* **EXCERPTED TEXT**:
****************

Present: Kinser, C.J., Lemons, Goodwyn, and Millette, JJ., and
Carrico and Koontz, S.JJ. ∗
COMMONWEALTH OF VIRGINIA
OPINION BY
v. Record No. 100840 JUSTICE LEROY F. MILLETTE, JR.
March 4, 2011
MWANDO MICHAEL AMERSON
FROM THE CIRCUIT COURT OF THE CITY OF VIRGINIA BEACH
A. Bonwill Shockley, Judge
Pursuant to the Civil Commitment of Sexually Violent
Predators Act (SVPA or Act), Code §§ 37.2-900 et seq., the
Commonwealth petitioned the Circuit Court for the City of
Virginia Beach to civilly commit Mwando Michael Amerson as a
sexually violent predator (SVP) following his release from
prison on a sexually violent offense. The circuit court, by
agreed order, found Amerson to be an SVP. A hearing was then
held to determine whether Amerson should be civilly committed
or conditionally released. At the conclusion of the hearing,
the circuit court decided to conditionally release Amerson to
an out-of-state agency, the Court Services and Offender
Supervision Agency for the District of Columbia (CSOSA). The
question presented is whether the circuit court had the
authority under the SVPA to conditionally release Amerson
outside the Commonwealth.
∗
Justice Koontz presided and participated in the hearing
and decision of this case prior to the effective date of his
retirement on February 1, 2011; Justice Kinser was sworn in as
Chief Justice on February 1, 2011.
I. BACKGROUND
In December 1999, Amerson was convicted of attempted rape
in the circuit court. He was sentenced to five years’
imprisonment, with all but 10 months suspended, and three
years’ supervised probation. He was released from prison in
March 2000.

****************

* **EXTRACTED ENTRIES**:

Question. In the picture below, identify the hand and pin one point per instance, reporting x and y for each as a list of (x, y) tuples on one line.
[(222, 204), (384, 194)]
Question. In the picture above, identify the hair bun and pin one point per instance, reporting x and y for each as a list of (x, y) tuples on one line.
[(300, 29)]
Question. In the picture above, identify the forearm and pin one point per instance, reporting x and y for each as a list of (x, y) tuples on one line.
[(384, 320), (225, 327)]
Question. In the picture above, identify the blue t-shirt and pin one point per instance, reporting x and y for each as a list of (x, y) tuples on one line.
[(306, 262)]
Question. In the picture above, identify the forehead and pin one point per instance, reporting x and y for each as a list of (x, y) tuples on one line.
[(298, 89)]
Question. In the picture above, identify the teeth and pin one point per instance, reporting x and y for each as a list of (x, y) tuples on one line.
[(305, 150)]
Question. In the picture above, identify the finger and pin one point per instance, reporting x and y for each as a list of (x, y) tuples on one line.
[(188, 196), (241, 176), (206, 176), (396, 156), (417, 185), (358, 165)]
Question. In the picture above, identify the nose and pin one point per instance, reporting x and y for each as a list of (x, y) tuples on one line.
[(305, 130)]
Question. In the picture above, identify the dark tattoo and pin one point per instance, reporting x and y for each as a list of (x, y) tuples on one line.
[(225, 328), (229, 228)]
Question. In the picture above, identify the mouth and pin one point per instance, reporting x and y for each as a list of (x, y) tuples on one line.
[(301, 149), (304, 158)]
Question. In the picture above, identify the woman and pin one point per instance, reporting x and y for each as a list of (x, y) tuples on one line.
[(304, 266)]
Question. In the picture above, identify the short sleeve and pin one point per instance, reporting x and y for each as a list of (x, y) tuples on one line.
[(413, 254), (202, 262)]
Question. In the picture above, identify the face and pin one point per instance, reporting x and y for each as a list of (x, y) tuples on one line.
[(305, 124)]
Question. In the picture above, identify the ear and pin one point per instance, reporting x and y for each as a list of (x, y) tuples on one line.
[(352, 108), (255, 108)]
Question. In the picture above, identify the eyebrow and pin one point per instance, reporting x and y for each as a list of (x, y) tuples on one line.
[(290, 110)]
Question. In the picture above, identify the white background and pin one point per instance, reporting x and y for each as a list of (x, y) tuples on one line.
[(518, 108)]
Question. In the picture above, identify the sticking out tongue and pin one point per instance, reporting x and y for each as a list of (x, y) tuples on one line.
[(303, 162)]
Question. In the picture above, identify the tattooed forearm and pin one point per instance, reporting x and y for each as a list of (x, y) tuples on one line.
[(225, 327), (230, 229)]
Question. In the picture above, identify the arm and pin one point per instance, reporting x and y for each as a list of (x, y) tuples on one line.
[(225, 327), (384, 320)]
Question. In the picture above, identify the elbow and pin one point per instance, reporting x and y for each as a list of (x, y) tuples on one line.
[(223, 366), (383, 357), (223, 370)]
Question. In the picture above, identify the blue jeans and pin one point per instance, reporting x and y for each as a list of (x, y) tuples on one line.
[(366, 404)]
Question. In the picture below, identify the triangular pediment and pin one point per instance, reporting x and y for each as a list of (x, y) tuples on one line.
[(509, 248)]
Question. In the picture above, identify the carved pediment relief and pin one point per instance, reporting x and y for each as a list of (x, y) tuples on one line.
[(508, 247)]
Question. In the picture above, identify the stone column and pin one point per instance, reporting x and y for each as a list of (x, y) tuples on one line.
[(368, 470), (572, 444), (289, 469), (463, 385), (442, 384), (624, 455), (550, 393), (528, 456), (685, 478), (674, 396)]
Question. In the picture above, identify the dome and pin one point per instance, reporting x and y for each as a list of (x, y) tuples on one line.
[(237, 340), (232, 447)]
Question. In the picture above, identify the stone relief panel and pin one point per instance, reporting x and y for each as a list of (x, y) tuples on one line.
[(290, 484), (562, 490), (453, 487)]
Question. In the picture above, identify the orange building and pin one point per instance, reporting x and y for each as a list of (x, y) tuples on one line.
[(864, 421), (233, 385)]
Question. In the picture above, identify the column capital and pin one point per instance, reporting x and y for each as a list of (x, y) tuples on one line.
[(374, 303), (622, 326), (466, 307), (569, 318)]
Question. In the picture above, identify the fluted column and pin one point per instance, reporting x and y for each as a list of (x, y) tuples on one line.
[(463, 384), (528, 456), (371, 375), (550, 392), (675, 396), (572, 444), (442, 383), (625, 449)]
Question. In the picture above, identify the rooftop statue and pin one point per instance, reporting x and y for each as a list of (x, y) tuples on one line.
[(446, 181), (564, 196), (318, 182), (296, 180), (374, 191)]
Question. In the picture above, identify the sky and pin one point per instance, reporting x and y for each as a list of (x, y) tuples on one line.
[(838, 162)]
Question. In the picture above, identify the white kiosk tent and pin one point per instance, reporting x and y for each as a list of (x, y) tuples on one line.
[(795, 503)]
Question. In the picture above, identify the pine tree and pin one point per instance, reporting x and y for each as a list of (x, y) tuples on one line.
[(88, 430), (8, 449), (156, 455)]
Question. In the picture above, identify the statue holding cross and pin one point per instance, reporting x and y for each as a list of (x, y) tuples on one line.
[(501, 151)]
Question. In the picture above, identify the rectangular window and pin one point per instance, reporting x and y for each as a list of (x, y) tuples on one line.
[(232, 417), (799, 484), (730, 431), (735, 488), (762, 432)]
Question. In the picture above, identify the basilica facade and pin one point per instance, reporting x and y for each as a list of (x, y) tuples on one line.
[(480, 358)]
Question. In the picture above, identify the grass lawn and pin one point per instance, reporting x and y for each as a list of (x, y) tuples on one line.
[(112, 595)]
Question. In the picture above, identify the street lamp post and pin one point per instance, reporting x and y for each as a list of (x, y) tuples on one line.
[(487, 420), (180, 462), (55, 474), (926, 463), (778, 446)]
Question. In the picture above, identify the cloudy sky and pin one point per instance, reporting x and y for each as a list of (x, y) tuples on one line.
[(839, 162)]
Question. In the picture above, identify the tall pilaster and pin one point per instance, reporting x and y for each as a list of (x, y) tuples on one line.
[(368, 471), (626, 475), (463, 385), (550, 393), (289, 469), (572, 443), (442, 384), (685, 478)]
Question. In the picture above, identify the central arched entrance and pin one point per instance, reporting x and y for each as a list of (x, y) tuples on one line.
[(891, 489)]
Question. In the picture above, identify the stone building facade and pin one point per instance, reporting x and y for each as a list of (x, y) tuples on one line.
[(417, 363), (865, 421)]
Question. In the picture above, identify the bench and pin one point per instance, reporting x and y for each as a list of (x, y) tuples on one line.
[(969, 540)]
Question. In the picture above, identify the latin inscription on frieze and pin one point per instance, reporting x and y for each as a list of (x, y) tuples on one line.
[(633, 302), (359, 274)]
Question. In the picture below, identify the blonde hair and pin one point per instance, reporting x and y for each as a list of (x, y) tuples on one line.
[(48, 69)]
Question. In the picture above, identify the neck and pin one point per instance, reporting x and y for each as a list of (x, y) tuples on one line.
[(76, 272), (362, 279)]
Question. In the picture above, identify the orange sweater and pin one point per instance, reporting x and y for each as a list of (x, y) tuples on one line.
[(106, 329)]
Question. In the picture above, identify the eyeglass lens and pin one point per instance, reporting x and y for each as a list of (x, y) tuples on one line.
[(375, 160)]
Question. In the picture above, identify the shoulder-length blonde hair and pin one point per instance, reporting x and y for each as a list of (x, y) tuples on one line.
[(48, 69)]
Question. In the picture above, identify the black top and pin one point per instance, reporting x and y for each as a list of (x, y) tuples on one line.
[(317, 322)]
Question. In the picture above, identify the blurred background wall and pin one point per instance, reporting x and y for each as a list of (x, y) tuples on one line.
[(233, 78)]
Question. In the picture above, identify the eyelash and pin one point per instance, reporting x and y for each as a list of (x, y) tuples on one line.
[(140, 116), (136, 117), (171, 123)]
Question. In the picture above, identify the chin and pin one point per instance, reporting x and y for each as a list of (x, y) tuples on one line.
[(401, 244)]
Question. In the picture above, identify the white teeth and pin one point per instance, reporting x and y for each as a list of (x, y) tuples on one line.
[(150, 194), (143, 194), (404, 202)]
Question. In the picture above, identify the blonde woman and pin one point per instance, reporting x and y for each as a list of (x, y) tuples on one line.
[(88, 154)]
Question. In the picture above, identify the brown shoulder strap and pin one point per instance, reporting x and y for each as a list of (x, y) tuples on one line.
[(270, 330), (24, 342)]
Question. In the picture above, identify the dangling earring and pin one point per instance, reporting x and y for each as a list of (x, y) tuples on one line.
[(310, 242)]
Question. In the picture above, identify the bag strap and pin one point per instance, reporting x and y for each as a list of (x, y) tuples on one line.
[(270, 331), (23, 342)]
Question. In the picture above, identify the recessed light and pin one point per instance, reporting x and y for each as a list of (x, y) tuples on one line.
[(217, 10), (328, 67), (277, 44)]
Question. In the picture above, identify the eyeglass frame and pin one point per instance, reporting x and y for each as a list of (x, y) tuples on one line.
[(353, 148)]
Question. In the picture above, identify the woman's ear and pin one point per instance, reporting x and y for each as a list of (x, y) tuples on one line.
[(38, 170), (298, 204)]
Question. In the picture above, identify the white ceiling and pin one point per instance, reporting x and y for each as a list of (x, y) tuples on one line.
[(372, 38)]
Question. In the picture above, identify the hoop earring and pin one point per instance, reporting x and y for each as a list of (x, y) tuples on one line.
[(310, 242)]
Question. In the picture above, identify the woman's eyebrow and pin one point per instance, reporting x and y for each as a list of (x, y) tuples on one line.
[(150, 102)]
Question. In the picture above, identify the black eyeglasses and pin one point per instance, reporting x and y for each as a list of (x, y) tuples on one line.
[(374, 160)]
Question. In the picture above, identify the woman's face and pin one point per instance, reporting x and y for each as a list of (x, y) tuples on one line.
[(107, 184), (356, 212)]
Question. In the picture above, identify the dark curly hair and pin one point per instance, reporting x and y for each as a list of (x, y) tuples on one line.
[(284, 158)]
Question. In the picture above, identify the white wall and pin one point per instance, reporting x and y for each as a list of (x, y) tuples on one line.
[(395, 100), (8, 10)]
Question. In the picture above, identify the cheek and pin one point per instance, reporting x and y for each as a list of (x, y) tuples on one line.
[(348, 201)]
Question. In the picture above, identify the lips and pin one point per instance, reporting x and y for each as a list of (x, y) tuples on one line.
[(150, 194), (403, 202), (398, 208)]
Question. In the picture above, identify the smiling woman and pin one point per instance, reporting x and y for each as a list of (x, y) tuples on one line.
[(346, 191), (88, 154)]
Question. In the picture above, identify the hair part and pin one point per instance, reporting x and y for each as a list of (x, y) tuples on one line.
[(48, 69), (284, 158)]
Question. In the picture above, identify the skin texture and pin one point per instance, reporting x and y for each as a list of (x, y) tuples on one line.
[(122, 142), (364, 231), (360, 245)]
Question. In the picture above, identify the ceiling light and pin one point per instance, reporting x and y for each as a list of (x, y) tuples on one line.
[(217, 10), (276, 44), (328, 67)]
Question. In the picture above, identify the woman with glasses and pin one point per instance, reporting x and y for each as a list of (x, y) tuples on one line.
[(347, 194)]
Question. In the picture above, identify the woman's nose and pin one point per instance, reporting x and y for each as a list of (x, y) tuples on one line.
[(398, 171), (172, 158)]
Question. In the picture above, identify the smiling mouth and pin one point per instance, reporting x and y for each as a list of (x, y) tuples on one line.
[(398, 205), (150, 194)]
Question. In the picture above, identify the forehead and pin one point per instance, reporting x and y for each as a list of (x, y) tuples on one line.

****************

* **PROBLEMS**:
1. Using the Virginia court opinion, decide whether each statement agrees with it, answering yes or no and quoting the deciding words: (a) Amerson was convicted of attempted rape in December 1999. (b) The circuit court chose to civilly commit Amerson. (c) Amerson received a ten-year prison sentence.
2. Write out everything in the Virginia court opinion from "I. BACKGROUND" down to "March 2000.".
The records were drawn from a separate source.

* **SOLUTIONS BY TASK**:
1.
(a) Yes: "In December 1999, Amerson was convicted of attempted rape"
(b) No: "the circuit court decided to conditionally release Amerson"
(c) No: "He was sentenced to five years’ imprisonment"

2.
I. BACKGROUND
In December 1999, Amerson was convicted of attempted rape
in the circuit court. He was sentenced to five years’
imprisonment, with all but 10 months suspended, and three
years’ supervised probation. He was released from prison in
March 2000.